Den Umgang mit der Krise habe er zweigeteilt erlebt, meinte Huber. Mal habe Corona „zur Starre und zum Stillstand vor Ort“ geführt, mal sei „unglaublich viel Engagement und Energie aufgeblüht“. Ministranten hätten Einkaufsdienste übernommen, Zeitungen geistliche Impulse gedruckt. Pfarrgottesdienste seien „gestreamt“ und nebst weiteren Mitmach-Angeboten ins Netz gestellt worden. 

Wie sich die Situation im Herbst und Winter präsentieren werde, sei ungewiss, meinte Huber. Während aber die Osterfeierlichkeiten „ad hoc“ geplant werden mussten, bleibe für die Vorbereitung auf Advent und Weihnachten mehr Vorlaufzeit Wie der Generalvikar im Gespräch mit der KiZ ergänzte, sei auch die Deutsche Bischofskonferenz schon am Zusammenstellen von Materialien und Angeboten. Denkbar sei zum Beispiel die Fernseh-Übertragung eines Krippenspiels auf ökumenischer Basis. Im Bistum könne er sich auch Krippenspiele im Freien vorstellen, überlegte der Generalvikar weiter. Denn angesichts der Zahl an Neuinfektionen sei zu befürchten, dass es keine Kinderchristmetten in der gewohnten Form gebe. Und das sei überaus schade, „weil es der bestbesuchte Gottesdienst im Jahr ist. Da müssen wir uns etwas einfallen lassen“. 

In Zeiten der Pandemie würden „alle Ordnungsmuster erschüttert, Gewissheiten destabilisiert“, stellte der Referent grundsätzliche Überlegungen an, „manche sprechen sogar von einer Zeitenwende. Anstelle von Selbstbestimmtheit und der Annahme, „Regisseur der Welt“ zu sein, sei dem Menschen eine nicht mehr geglaubte Verwundbarkeit „sehr deutlich vor Augen geführt worden“. Eine Verwundbarkeit, in der Christen nicht steckenbleiben dürften. Vielmehr gelte es, sich für die Verwundbarkeit anderer zu öffnen, eine „sorgende Haltung“ einzunehmen und dabei auch den globalen Weitblick zu bewahren, statt sich einzuigeln.

 

Gefährliche Verschwörer

Dass Viele mit Kontrollverlust, Ungewissheit nicht umgehen können, zeige sich an der Vielzahl von Verschwörungstheorien, die vermeintliche Gewissheiten gäben. Da würden eindeutige Schuldige benannt, da werde Corona als Erfindung abgetan, Zweifel an wissenschaftlicher Erkenntnis gesät, Misstrauen und Gerüchte gestreut: „Das ist nicht nur völlig daneben, sondern gefährlich. Es schürt Angst und Sorge und ist letzten Endes eine gewaltige Entsolidarisierung.“

Der Kirche werde in diesen Tagen immer wieder der Vorwurf gemacht, sprachlos zu sein angesichts der Corona-Krise, leitete Huber den letzten Teil seiner Ansprache ein: Eine theologische Deutung, die er mit Aussagen von Papst Franziskus, Kurienkardinal Kurt Koch oder auch Fundamentaltheologe Johann Baptist Metz anreicherte.

> **AUFGEFÜHRTE DATEN**
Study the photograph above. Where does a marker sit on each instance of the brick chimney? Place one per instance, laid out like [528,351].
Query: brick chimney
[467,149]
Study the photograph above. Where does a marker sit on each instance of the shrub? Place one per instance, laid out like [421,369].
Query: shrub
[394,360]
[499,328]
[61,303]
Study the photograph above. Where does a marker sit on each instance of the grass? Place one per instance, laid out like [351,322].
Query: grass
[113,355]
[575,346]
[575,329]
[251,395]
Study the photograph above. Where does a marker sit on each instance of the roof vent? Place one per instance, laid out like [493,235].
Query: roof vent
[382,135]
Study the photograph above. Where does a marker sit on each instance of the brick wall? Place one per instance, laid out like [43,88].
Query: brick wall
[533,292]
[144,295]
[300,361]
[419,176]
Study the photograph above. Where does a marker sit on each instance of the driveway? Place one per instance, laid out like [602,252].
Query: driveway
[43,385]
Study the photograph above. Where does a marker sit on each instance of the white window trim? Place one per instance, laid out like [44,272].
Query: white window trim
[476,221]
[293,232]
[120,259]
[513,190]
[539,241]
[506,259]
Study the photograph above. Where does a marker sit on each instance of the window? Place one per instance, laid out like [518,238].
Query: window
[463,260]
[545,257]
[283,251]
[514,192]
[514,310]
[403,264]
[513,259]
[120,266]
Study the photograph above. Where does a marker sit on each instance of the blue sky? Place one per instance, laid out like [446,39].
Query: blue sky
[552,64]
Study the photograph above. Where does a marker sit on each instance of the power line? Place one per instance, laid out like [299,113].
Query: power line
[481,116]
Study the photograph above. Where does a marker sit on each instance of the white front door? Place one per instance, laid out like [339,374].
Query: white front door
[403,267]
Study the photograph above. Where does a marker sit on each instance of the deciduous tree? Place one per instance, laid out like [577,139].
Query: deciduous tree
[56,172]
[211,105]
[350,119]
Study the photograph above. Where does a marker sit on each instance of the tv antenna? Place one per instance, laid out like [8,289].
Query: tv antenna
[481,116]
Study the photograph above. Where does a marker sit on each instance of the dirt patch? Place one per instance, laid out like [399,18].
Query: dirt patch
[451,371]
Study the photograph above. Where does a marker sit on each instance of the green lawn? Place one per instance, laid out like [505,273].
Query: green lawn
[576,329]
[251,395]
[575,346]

> **IHRE AUFGABE**
Geben Sie den Textabschnitt zwischen „Gefährliche Verschwörer“ und „Baptist Metz anreicherte.“, beides eingeschlossen, wieder. Benennen Sie dabei „Misstrauen“ in „Argwohn“ um.

> **ANTWORTFELD**
Gefährliche Verschwörer

Dass Viele mit Kontrollverlust, Ungewissheit nicht umgehen können, zeige sich an der Vielzahl von Verschwörungstheorien, die vermeintliche Gewissheiten gäben. Da würden eindeutige Schuldige benannt, da werde Corona als Erfindung abgetan, Zweifel an wissenschaftlicher Erkenntnis gesät, Argwohn und Gerüchte gestreut: „Das ist nicht nur völlig daneben, sondern gefährlich. Es schürt Angst und Sorge und ist letzten Endes eine gewaltige Entsolidarisierung.“

Der Kirche werde in diesen Tagen immer wieder der Vorwurf gemacht, sprachlos zu sein angesichts der Corona-Krise, leitete Huber den letzten Teil seiner Ansprache ein: Eine theologische Deutung, die er mit Aussagen von Papst Franziskus, Kurienkardinal Kurt Koch oder auch Fundamentaltheologe Johann Baptist Metz anreicherte.